» **Task instructions**
Exact transcription begins at the first line of the material below and ends with the line holding "like [218, 192]."; pictures are skipped.
*** Excerpted records Section Begins ***
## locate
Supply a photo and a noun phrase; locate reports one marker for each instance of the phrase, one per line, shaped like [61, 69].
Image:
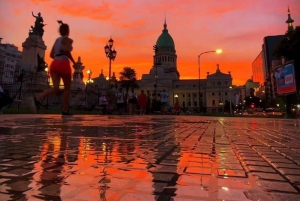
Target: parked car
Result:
[259, 111]
[273, 112]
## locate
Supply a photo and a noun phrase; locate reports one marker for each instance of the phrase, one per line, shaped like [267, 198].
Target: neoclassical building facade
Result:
[214, 90]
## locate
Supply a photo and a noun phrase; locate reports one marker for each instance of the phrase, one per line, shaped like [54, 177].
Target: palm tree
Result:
[128, 79]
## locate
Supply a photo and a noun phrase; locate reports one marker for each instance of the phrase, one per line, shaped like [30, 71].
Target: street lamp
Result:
[89, 72]
[218, 51]
[156, 63]
[175, 96]
[48, 83]
[230, 99]
[110, 54]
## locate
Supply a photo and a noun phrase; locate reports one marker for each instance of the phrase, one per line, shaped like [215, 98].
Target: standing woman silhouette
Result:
[60, 68]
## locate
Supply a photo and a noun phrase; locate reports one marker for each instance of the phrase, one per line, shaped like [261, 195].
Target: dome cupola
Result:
[165, 40]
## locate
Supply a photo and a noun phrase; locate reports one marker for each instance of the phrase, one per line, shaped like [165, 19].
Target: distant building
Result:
[10, 64]
[262, 65]
[212, 94]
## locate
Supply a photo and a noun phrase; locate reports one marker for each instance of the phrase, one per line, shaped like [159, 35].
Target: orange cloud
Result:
[100, 12]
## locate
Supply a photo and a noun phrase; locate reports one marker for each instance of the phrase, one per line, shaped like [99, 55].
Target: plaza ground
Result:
[180, 158]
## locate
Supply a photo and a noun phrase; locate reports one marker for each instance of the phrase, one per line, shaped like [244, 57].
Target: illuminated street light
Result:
[110, 54]
[218, 51]
[230, 88]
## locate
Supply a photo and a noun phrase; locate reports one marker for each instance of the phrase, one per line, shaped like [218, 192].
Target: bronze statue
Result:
[41, 64]
[38, 28]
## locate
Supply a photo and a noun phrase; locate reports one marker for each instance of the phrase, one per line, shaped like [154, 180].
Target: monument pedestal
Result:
[33, 46]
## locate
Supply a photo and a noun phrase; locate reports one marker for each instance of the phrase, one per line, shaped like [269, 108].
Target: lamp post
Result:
[48, 83]
[89, 81]
[216, 51]
[230, 99]
[175, 97]
[110, 54]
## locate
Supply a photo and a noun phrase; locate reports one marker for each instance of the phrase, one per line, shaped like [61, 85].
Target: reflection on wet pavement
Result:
[46, 157]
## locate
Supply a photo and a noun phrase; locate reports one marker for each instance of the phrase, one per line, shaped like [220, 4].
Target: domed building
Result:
[212, 94]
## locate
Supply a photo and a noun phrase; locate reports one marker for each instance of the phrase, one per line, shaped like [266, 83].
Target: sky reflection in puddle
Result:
[86, 158]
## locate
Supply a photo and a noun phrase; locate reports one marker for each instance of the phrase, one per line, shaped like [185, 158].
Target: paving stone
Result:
[279, 160]
[135, 157]
[286, 165]
[277, 186]
[231, 173]
[294, 178]
[268, 176]
[286, 197]
[286, 171]
[248, 158]
[260, 169]
[198, 170]
[257, 163]
[162, 177]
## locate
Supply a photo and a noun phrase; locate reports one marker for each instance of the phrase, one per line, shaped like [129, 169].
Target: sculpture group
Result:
[38, 28]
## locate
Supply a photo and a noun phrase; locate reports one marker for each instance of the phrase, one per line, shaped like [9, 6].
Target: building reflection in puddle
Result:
[155, 159]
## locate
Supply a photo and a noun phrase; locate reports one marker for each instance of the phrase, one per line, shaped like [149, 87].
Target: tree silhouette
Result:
[128, 79]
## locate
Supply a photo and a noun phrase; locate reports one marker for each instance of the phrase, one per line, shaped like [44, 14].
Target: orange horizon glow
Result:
[238, 27]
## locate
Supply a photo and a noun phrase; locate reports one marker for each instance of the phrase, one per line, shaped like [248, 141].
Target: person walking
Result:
[5, 99]
[103, 103]
[120, 100]
[60, 68]
[142, 101]
[132, 102]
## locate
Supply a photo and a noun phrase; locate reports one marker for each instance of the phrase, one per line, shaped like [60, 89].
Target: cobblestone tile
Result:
[268, 176]
[277, 186]
[45, 157]
[261, 169]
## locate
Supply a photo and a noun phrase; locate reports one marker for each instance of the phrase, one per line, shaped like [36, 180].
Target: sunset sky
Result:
[237, 27]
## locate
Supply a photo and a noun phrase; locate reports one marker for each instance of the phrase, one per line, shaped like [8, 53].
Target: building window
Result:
[195, 103]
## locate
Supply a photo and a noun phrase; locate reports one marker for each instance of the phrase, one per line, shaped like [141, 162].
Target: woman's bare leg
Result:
[67, 90]
[48, 92]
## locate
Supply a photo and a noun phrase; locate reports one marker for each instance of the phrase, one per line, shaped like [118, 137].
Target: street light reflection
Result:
[219, 51]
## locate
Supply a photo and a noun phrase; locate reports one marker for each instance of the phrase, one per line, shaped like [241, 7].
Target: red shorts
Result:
[62, 67]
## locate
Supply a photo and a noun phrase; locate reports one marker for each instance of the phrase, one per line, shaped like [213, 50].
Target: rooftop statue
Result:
[38, 28]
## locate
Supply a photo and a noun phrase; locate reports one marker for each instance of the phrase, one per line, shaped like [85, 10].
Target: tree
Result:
[128, 79]
[289, 48]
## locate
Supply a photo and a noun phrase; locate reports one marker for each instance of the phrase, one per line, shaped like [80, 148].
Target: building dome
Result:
[165, 40]
[159, 70]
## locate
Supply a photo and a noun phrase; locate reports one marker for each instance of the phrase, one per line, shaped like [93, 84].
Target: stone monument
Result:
[33, 78]
[77, 85]
[34, 47]
[77, 82]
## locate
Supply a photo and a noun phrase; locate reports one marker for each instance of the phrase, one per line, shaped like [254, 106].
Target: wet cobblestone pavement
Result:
[46, 157]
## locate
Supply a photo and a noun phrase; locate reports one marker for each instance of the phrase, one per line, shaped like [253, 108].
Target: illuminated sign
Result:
[285, 80]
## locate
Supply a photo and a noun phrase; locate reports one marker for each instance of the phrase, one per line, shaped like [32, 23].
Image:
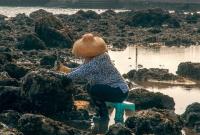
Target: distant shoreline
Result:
[129, 6]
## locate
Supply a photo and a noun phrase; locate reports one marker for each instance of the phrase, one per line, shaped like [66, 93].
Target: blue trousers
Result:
[104, 93]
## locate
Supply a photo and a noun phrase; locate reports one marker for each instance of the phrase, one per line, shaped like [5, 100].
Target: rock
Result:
[5, 26]
[10, 118]
[189, 69]
[48, 60]
[39, 14]
[50, 94]
[4, 49]
[6, 80]
[31, 124]
[154, 121]
[192, 116]
[5, 58]
[150, 74]
[4, 130]
[15, 71]
[2, 17]
[51, 30]
[10, 99]
[145, 99]
[118, 129]
[88, 14]
[30, 42]
[22, 20]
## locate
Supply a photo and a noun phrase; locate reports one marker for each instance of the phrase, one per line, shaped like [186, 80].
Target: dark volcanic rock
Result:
[22, 20]
[10, 99]
[88, 14]
[52, 31]
[15, 71]
[30, 42]
[189, 69]
[31, 124]
[118, 129]
[50, 94]
[48, 60]
[6, 80]
[2, 17]
[5, 57]
[152, 73]
[39, 14]
[4, 130]
[192, 116]
[145, 99]
[4, 49]
[154, 121]
[10, 118]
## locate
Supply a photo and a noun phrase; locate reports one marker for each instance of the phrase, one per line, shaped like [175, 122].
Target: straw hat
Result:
[89, 46]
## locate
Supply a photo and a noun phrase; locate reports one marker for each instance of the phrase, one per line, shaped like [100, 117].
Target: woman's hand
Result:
[61, 68]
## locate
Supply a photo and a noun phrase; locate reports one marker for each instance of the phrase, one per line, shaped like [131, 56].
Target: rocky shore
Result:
[35, 102]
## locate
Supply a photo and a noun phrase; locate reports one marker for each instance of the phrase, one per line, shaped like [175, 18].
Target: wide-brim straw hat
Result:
[89, 46]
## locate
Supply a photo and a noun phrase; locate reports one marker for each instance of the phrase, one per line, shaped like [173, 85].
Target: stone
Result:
[48, 60]
[10, 118]
[189, 69]
[154, 121]
[49, 93]
[30, 42]
[16, 71]
[52, 31]
[119, 129]
[32, 124]
[88, 14]
[4, 130]
[10, 99]
[6, 80]
[39, 14]
[5, 58]
[145, 99]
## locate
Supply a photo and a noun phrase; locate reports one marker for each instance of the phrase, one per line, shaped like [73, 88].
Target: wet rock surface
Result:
[52, 31]
[4, 130]
[119, 129]
[10, 99]
[29, 43]
[10, 118]
[154, 121]
[49, 94]
[189, 69]
[192, 117]
[150, 74]
[31, 124]
[144, 99]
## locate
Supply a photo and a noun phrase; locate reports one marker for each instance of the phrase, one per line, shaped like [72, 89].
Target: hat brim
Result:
[91, 48]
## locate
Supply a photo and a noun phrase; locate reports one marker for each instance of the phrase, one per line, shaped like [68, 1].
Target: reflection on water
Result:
[12, 11]
[164, 57]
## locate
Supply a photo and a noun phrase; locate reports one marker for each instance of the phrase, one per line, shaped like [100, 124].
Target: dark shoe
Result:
[100, 125]
[97, 119]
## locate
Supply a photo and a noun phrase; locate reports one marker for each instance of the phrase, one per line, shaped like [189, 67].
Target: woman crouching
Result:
[105, 82]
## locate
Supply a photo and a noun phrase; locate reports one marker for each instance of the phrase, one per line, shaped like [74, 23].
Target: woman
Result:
[105, 82]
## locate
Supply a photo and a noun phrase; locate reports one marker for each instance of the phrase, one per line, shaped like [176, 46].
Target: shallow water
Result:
[164, 57]
[12, 11]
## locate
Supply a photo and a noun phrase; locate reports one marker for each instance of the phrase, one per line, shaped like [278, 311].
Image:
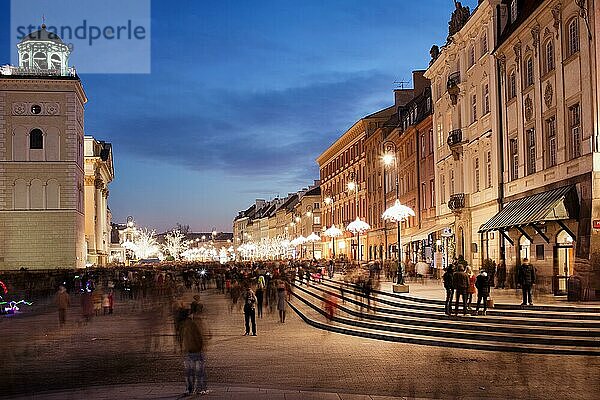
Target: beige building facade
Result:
[99, 172]
[547, 56]
[463, 81]
[41, 159]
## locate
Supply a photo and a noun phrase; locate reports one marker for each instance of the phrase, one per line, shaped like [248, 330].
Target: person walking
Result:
[460, 282]
[526, 277]
[281, 301]
[249, 310]
[193, 344]
[471, 291]
[62, 302]
[501, 274]
[448, 285]
[482, 284]
[260, 292]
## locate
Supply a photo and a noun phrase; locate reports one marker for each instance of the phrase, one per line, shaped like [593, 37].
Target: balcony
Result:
[457, 202]
[452, 86]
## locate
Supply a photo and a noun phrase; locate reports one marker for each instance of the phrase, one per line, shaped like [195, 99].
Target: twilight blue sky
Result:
[244, 95]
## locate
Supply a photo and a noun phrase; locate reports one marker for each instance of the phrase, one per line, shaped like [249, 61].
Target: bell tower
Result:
[41, 158]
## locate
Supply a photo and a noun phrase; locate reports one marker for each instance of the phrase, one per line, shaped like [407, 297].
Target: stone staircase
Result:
[408, 319]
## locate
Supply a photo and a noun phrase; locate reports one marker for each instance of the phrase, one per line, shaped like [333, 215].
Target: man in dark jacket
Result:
[193, 344]
[250, 310]
[526, 277]
[460, 281]
[482, 284]
[447, 277]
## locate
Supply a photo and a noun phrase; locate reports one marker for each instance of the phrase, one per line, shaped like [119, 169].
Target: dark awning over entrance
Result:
[553, 205]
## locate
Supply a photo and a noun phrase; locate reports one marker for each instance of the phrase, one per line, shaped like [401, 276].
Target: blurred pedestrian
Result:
[501, 274]
[460, 282]
[194, 336]
[281, 300]
[483, 290]
[62, 302]
[526, 277]
[448, 285]
[471, 290]
[249, 310]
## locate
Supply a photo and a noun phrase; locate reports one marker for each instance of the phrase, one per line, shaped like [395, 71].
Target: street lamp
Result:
[398, 212]
[332, 232]
[357, 226]
[389, 159]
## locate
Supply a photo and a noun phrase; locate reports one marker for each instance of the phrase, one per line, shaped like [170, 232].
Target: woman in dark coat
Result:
[482, 284]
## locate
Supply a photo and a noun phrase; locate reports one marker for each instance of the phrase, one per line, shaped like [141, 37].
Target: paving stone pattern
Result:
[135, 346]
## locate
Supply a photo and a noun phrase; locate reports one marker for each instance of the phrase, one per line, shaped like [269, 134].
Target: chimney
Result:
[420, 82]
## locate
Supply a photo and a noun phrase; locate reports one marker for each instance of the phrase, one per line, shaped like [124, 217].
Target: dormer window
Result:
[513, 11]
[56, 61]
[36, 139]
[40, 60]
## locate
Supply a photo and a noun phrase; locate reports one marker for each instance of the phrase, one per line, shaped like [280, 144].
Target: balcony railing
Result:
[454, 137]
[456, 201]
[25, 71]
[453, 80]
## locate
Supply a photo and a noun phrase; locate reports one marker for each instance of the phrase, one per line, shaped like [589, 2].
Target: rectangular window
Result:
[484, 43]
[551, 142]
[488, 161]
[573, 37]
[539, 252]
[514, 159]
[529, 72]
[431, 193]
[441, 140]
[512, 85]
[575, 130]
[471, 56]
[530, 136]
[476, 172]
[486, 99]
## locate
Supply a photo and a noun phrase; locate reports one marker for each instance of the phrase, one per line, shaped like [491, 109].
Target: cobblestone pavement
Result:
[136, 346]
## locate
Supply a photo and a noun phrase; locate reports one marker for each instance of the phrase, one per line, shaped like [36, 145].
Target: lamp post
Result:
[329, 201]
[357, 226]
[397, 212]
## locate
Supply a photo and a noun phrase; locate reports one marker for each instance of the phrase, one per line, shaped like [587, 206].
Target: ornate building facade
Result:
[41, 158]
[99, 172]
[344, 162]
[463, 78]
[547, 55]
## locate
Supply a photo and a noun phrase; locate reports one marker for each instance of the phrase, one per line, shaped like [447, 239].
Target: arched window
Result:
[52, 194]
[512, 85]
[36, 195]
[40, 60]
[20, 195]
[549, 56]
[25, 60]
[56, 61]
[529, 72]
[572, 37]
[36, 139]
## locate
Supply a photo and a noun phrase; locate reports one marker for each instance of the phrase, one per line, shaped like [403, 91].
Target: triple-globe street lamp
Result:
[398, 212]
[357, 226]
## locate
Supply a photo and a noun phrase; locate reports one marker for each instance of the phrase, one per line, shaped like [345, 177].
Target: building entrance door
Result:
[563, 263]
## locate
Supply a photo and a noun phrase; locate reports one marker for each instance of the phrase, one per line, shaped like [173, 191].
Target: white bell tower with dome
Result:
[42, 53]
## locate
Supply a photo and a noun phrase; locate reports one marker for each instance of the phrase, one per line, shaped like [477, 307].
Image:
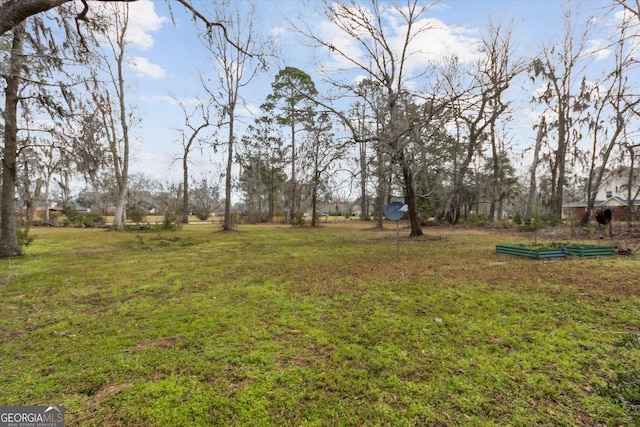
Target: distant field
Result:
[275, 325]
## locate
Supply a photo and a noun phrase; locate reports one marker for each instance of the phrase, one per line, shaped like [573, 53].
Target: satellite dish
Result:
[394, 211]
[603, 216]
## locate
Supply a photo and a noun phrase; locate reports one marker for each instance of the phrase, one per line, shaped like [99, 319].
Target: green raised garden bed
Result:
[590, 250]
[553, 250]
[536, 251]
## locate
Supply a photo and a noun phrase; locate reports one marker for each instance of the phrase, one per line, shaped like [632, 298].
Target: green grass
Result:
[272, 325]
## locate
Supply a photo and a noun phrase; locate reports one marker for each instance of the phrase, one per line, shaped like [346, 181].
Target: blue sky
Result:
[168, 57]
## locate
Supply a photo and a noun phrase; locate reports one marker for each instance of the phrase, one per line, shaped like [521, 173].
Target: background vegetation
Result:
[274, 325]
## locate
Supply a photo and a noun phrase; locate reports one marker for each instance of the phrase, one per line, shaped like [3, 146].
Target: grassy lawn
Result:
[273, 325]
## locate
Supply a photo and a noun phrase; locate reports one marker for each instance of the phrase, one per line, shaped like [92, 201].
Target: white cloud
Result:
[143, 20]
[433, 41]
[144, 68]
[599, 49]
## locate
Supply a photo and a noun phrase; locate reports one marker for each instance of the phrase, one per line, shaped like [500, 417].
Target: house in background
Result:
[612, 194]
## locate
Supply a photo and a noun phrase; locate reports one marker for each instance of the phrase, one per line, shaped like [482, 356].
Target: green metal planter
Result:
[554, 250]
[589, 250]
[532, 251]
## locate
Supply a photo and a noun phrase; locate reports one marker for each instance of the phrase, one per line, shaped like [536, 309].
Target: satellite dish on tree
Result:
[603, 216]
[394, 211]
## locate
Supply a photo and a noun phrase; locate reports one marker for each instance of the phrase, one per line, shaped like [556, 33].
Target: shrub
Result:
[298, 220]
[24, 239]
[517, 218]
[136, 215]
[84, 219]
[202, 213]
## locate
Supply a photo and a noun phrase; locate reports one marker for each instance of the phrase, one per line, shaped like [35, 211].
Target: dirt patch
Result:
[105, 393]
[166, 343]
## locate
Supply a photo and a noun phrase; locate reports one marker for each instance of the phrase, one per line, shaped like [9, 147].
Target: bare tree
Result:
[384, 62]
[9, 245]
[189, 138]
[117, 119]
[612, 110]
[235, 69]
[561, 67]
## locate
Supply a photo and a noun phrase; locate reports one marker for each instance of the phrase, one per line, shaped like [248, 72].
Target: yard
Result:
[274, 325]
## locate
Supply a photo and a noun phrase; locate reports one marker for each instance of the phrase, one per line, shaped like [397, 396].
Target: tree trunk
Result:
[410, 198]
[185, 187]
[227, 179]
[542, 129]
[9, 245]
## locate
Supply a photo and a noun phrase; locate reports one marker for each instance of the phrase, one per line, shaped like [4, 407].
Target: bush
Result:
[477, 220]
[517, 218]
[202, 213]
[24, 239]
[298, 220]
[137, 215]
[83, 219]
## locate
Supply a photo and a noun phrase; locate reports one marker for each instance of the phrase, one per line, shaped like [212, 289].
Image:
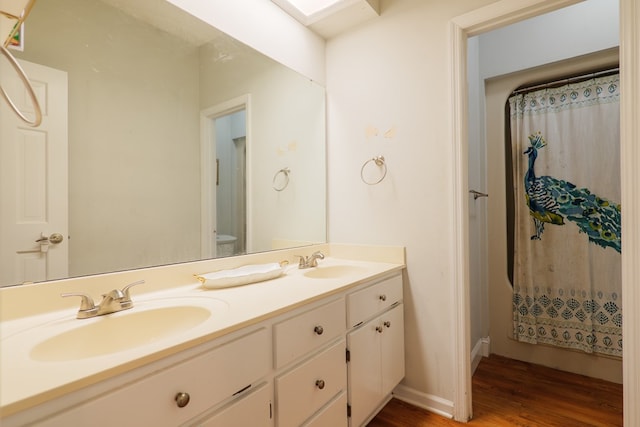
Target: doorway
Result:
[225, 147]
[34, 199]
[483, 20]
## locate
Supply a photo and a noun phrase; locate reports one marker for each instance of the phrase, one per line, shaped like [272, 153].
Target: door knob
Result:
[55, 238]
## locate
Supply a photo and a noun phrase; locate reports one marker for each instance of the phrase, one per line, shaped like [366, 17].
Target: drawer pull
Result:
[182, 399]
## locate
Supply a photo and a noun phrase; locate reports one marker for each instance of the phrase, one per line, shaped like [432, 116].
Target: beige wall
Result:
[390, 74]
[133, 134]
[287, 129]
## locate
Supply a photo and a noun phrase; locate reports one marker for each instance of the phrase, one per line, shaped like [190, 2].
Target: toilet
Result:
[226, 245]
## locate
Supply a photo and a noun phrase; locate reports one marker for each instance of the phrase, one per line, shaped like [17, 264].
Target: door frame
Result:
[208, 169]
[493, 16]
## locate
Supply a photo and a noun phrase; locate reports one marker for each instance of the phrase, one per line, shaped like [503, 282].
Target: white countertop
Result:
[25, 382]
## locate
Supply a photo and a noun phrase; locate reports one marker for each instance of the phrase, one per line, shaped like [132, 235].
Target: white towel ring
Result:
[380, 162]
[285, 172]
[25, 80]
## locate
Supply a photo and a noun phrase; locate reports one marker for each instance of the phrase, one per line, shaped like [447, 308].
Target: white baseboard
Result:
[480, 350]
[426, 401]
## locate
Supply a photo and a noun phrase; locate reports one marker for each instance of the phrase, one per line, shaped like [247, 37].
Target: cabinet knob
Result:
[182, 399]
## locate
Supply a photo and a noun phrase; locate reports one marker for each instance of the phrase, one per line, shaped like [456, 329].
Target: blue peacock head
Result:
[536, 142]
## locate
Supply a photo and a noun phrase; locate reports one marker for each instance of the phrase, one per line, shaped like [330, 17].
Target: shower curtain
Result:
[566, 265]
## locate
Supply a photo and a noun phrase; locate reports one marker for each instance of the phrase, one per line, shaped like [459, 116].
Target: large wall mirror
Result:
[163, 141]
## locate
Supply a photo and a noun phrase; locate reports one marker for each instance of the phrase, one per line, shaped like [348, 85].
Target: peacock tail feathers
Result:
[551, 200]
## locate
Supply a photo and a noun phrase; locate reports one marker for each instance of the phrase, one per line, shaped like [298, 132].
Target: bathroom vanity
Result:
[321, 346]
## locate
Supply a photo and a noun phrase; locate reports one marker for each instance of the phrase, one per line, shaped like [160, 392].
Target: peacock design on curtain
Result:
[551, 200]
[565, 153]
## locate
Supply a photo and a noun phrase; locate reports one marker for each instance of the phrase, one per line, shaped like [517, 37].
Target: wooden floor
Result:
[511, 393]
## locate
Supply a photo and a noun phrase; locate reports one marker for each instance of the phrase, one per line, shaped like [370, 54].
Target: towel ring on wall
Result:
[16, 66]
[25, 80]
[477, 194]
[285, 172]
[380, 162]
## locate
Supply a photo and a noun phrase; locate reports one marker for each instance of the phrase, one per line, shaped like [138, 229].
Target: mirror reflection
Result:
[162, 142]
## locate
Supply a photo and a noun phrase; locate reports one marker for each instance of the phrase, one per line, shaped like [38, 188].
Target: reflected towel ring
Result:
[380, 162]
[285, 172]
[25, 80]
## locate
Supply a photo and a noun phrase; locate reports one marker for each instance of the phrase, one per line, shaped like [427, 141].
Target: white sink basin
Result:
[118, 331]
[333, 271]
[149, 322]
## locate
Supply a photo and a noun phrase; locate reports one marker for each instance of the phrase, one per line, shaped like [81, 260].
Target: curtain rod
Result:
[561, 82]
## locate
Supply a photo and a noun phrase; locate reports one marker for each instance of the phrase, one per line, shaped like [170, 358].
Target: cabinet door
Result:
[365, 382]
[392, 349]
[252, 410]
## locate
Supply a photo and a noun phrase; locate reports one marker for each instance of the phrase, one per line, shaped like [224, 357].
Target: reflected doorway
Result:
[224, 145]
[230, 188]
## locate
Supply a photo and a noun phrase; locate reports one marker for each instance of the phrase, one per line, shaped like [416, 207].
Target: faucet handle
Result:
[125, 290]
[87, 307]
[303, 261]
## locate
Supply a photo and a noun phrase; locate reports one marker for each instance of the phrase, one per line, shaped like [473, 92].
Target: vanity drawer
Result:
[366, 303]
[299, 335]
[307, 388]
[253, 410]
[208, 379]
[334, 415]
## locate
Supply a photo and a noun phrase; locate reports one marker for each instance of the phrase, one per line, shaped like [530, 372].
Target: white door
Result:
[33, 178]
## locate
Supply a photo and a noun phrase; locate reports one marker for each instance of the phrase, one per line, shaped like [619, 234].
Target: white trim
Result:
[480, 350]
[206, 171]
[462, 409]
[426, 401]
[494, 16]
[630, 176]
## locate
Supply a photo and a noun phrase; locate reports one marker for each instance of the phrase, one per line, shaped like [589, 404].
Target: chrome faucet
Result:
[116, 300]
[311, 260]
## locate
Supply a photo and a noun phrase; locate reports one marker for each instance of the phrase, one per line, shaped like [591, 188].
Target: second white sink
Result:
[118, 331]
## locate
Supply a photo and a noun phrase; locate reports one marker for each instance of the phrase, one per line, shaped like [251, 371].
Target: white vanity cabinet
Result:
[376, 347]
[310, 348]
[253, 410]
[307, 365]
[176, 394]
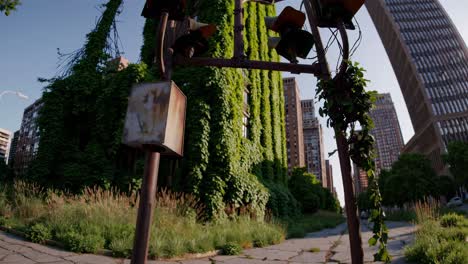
*** Excerpted records Section Ends ***
» **Response box**
## locate
Supply a photo and a noun phrase; locate reports one marker for each instance of the phrase, one per line, shaped like [61, 69].
Image:
Target: parked car
Result:
[259, 111]
[273, 112]
## locate
Supply a photo and a noun phrase; locate reports one marker for each instance of the phrase, one per line, shaped like [267, 198].
Target: neoclassical building facade
Result:
[214, 90]
## locate
Supply a photo and a noun phrase; locate reports one marker for each instance of the phrase, one per line, shaped like [54, 177].
Target: palm tree
Result:
[128, 79]
## locate
Supply a photo and a noun phrase; locate reports one marker for each instance of the phrase, one per line, shaped like [30, 71].
Target: street lamp
Result:
[89, 72]
[218, 51]
[156, 63]
[175, 96]
[48, 83]
[230, 99]
[110, 54]
## locate
Supply a photo and a noun phrase; locate reports one marker for each instance of the phrase, one per line, shaped like [215, 98].
Target: standing woman silhouette
Result:
[60, 68]
## locate
Supply a photo and a noun phrase; locate reports one marker for each instance of the phrase, one per line, shaped like [261, 195].
Target: dome cupola
Result:
[165, 40]
## locate
Supply a photo and a noun phrase; locate reports one marker for each instance of the phrase, one per line, shaped like [165, 19].
Target: distant building
Result:
[10, 64]
[262, 65]
[212, 94]
## locate
Supply a photo and a noun phrase; locate reports one marker for each instance of the phrase, one per line, shaped like [159, 35].
Target: orange cloud
Result:
[100, 12]
## locate
Supply a photo and a noun phrase; locate reports one marker for each instance of the phrase, one per line, shaped like [99, 55].
Target: plaza ground
Result:
[180, 158]
## locate
Supply a photo and a noun phrase; locate reports one marker for each instance of the phrase, one per line, shaped like [244, 57].
Target: illuminated street light
Result:
[110, 54]
[218, 51]
[230, 88]
## locate
Supply a photo and a noun phrase; locate reports one marker for each instance of the phrase, one per line, shaped like [218, 192].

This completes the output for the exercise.